━━━ Material for the task ━━━

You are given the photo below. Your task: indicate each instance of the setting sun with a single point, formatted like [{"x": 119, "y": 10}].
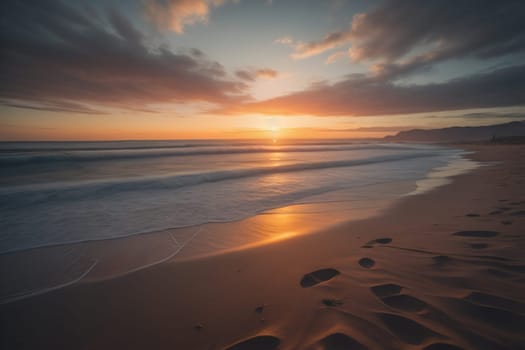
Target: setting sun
[{"x": 262, "y": 174}]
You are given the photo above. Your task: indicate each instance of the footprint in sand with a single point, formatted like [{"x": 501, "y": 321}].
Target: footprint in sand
[
  {"x": 367, "y": 263},
  {"x": 495, "y": 301},
  {"x": 476, "y": 233},
  {"x": 340, "y": 341},
  {"x": 313, "y": 278},
  {"x": 385, "y": 290},
  {"x": 441, "y": 259},
  {"x": 478, "y": 245},
  {"x": 405, "y": 302},
  {"x": 442, "y": 346},
  {"x": 261, "y": 342},
  {"x": 384, "y": 240},
  {"x": 389, "y": 295},
  {"x": 407, "y": 330},
  {"x": 332, "y": 302}
]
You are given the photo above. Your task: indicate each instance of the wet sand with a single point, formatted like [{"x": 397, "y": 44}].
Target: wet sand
[{"x": 440, "y": 270}]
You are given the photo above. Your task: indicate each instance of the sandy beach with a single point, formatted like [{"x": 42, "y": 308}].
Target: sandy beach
[{"x": 440, "y": 270}]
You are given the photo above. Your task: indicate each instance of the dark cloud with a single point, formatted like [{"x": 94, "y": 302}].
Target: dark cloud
[
  {"x": 365, "y": 95},
  {"x": 447, "y": 28},
  {"x": 55, "y": 56},
  {"x": 437, "y": 29}
]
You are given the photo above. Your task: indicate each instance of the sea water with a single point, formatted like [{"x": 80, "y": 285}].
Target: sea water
[{"x": 54, "y": 193}]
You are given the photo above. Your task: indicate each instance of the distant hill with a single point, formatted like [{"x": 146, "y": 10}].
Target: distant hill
[{"x": 463, "y": 133}]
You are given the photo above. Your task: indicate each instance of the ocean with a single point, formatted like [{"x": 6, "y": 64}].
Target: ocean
[{"x": 54, "y": 193}]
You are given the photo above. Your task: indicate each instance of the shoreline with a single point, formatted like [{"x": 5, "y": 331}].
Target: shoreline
[{"x": 222, "y": 293}]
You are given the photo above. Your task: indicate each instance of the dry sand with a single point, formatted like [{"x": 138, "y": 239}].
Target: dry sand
[{"x": 441, "y": 270}]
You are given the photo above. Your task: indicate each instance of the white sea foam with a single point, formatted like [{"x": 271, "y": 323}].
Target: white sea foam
[{"x": 108, "y": 190}]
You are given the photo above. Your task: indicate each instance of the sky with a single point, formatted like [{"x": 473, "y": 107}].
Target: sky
[{"x": 198, "y": 69}]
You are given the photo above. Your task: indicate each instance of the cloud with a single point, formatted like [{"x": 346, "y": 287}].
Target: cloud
[
  {"x": 368, "y": 95},
  {"x": 58, "y": 57},
  {"x": 251, "y": 75},
  {"x": 439, "y": 29},
  {"x": 176, "y": 14},
  {"x": 336, "y": 57}
]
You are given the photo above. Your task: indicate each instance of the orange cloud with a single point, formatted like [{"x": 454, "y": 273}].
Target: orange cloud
[{"x": 176, "y": 14}]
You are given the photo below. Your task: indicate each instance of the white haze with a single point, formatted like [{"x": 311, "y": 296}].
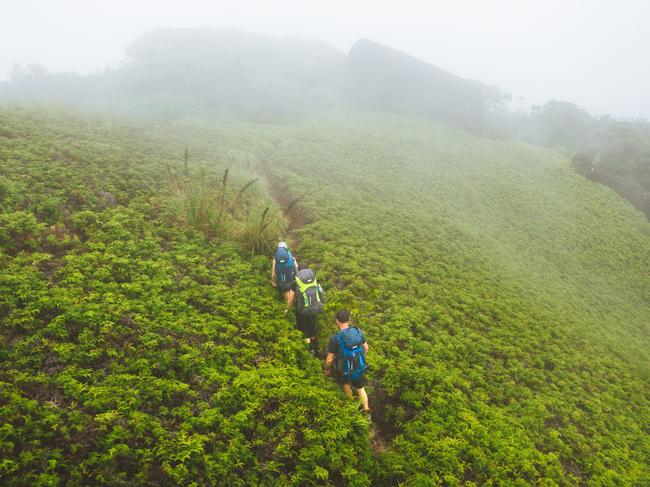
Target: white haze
[{"x": 593, "y": 53}]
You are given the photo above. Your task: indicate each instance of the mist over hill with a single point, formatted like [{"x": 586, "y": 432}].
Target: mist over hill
[
  {"x": 176, "y": 72},
  {"x": 379, "y": 78}
]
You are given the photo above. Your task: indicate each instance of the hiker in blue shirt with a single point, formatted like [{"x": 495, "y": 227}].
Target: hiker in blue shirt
[
  {"x": 346, "y": 354},
  {"x": 283, "y": 274}
]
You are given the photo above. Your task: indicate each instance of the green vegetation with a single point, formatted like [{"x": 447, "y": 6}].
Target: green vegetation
[{"x": 505, "y": 300}]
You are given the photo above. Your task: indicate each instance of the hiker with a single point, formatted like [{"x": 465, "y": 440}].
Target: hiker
[
  {"x": 346, "y": 352},
  {"x": 309, "y": 304},
  {"x": 283, "y": 274}
]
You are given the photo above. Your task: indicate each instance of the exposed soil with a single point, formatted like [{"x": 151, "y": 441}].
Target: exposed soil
[{"x": 292, "y": 212}]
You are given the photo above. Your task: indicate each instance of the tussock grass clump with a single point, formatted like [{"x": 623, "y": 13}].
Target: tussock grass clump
[
  {"x": 262, "y": 230},
  {"x": 231, "y": 208}
]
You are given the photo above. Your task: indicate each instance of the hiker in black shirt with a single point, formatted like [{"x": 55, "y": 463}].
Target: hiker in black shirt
[{"x": 352, "y": 374}]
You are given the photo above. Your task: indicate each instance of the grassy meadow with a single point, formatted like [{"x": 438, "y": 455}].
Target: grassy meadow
[{"x": 506, "y": 301}]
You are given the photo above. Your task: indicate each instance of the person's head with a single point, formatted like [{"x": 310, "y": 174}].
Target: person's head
[{"x": 342, "y": 317}]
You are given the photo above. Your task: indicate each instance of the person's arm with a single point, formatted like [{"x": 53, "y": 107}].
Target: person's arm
[{"x": 329, "y": 363}]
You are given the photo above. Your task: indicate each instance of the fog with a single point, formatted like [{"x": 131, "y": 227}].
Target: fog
[{"x": 592, "y": 53}]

━━━

Your objective: Write the lines above out again exactly, without any of their pictures.

Written response:
You are given the photo below. Your task: indicate each instance of the setting sun with a single point, formatted like [{"x": 119, "y": 10}].
Target: setting sun
[{"x": 262, "y": 174}]
You are given the photo above. Your task: indicate each instance of the footprint in sand with a single point, formatted like [{"x": 501, "y": 321}].
Target: footprint in sand
[
  {"x": 367, "y": 263},
  {"x": 495, "y": 301},
  {"x": 476, "y": 233},
  {"x": 340, "y": 341},
  {"x": 313, "y": 278},
  {"x": 385, "y": 290},
  {"x": 441, "y": 259},
  {"x": 478, "y": 245},
  {"x": 405, "y": 302},
  {"x": 442, "y": 346},
  {"x": 261, "y": 342},
  {"x": 384, "y": 240},
  {"x": 389, "y": 295},
  {"x": 407, "y": 330},
  {"x": 332, "y": 302}
]
You are given the photo above. Your task: indicate each instance of the wet sand with a single point, formatted like [{"x": 397, "y": 44}].
Target: wet sand
[{"x": 440, "y": 270}]
You are given the photo above. Your task: indicate each instance of the sandy beach with a single point, formatted like [{"x": 42, "y": 308}].
Target: sandy beach
[{"x": 440, "y": 270}]
You are given the photo above. Your task: indicate each instance of the dark cloud with a single point, formatted like [{"x": 94, "y": 302}].
Target: dark cloud
[
  {"x": 365, "y": 95},
  {"x": 447, "y": 28},
  {"x": 55, "y": 56},
  {"x": 437, "y": 29}
]
You are given the photo above. Your task: indicate each instance of the sea water with a single point, formatted like [{"x": 80, "y": 285}].
Target: sea water
[{"x": 54, "y": 193}]
You are given the photo above. Your task: indicate each instance of the distant hill with a single point, formatted like [{"x": 146, "y": 10}].
Target: distant hill
[{"x": 463, "y": 133}]
You are given the photo above. Your task: indicate each instance of the ocean with a single point, formatted like [{"x": 6, "y": 64}].
Target: ocean
[{"x": 54, "y": 193}]
You are given the photo above. Your task: indicate each instance of the shoreline with a single point, formatted like [{"x": 5, "y": 331}].
Target: shoreline
[{"x": 222, "y": 293}]
You are given the photo above. Your task: indicate each instance of the dry sand with a single point, formatted like [{"x": 138, "y": 239}].
Target: dry sand
[{"x": 441, "y": 270}]
You are given the photo above. Your task: indicate each instance of the white sea foam with a single point, formatted like [{"x": 271, "y": 323}].
Target: white sea foam
[{"x": 108, "y": 190}]
You are given the photo above. Your task: indicate each instance of the sky with a single point, formatted like [{"x": 473, "y": 107}].
Target: sky
[{"x": 198, "y": 69}]
You are given the photo above. Your task: indicate each instance of the cloud with a single point, formatted like [{"x": 346, "y": 287}].
Target: cloud
[
  {"x": 368, "y": 95},
  {"x": 58, "y": 57},
  {"x": 251, "y": 75},
  {"x": 439, "y": 29},
  {"x": 176, "y": 14},
  {"x": 336, "y": 57}
]
You are given the photo above. Your task: indicate each instance of the orange cloud with a single point, formatted like [{"x": 454, "y": 273}].
Target: orange cloud
[{"x": 176, "y": 14}]
You are given the photo below. Your task: indicate each instance of the white haze with a single point, formatted like [{"x": 311, "y": 296}].
Target: white haze
[{"x": 593, "y": 53}]
You are given the photo above. Your task: indicate each instance of the mist over hill with a single point, formatted like [{"x": 586, "y": 432}].
Target: mist over hill
[
  {"x": 176, "y": 72},
  {"x": 379, "y": 78}
]
You are given the photo above. Your task: indicate each instance of the hiker in blue shirt with a single point, formatted like [{"x": 495, "y": 227}].
Target: hiker in blue shirt
[
  {"x": 346, "y": 354},
  {"x": 283, "y": 274}
]
You are given the photo above. Your task: indicate each instance of the green vegetation with a single point, formatted like [{"x": 447, "y": 6}].
Target: green vegetation
[{"x": 505, "y": 300}]
You are given the photo above. Your task: indicate each instance of the hiker with a single point, formatted like [{"x": 465, "y": 440}].
Target: hiker
[
  {"x": 346, "y": 352},
  {"x": 309, "y": 304},
  {"x": 283, "y": 274}
]
You are given the photo above. Your task: indicate each instance of the exposed soil with a single point, formatted like [{"x": 151, "y": 441}].
Target: exposed soil
[{"x": 292, "y": 212}]
You are given the photo above. Your task: indicate each instance of the tussock grass clump with a single point, formatted like [{"x": 623, "y": 13}].
Target: tussock grass clump
[
  {"x": 262, "y": 230},
  {"x": 231, "y": 208}
]
You are given the photo above. Your task: indicate each instance of the hiker in black shirt with a single point, formatted like [{"x": 55, "y": 463}].
Target: hiker in black shirt
[{"x": 352, "y": 374}]
You are given the photo above. Your task: indicate each instance of the grassy meadow with a single point, formatted like [{"x": 438, "y": 455}].
Target: grassy meadow
[{"x": 506, "y": 301}]
You are given the photo above. Your task: indicate each instance of the person's head with a single point, formatted like [{"x": 310, "y": 174}].
Target: person's head
[{"x": 342, "y": 317}]
You are given the photo above. Your task: indicate each instance of the person's arm with a single point, formatted like [{"x": 53, "y": 107}].
Target: person's arm
[{"x": 329, "y": 363}]
You are given the photo above. Your task: indicate each instance of the fog with a single point, formatted like [{"x": 131, "y": 227}].
Target: fog
[{"x": 592, "y": 53}]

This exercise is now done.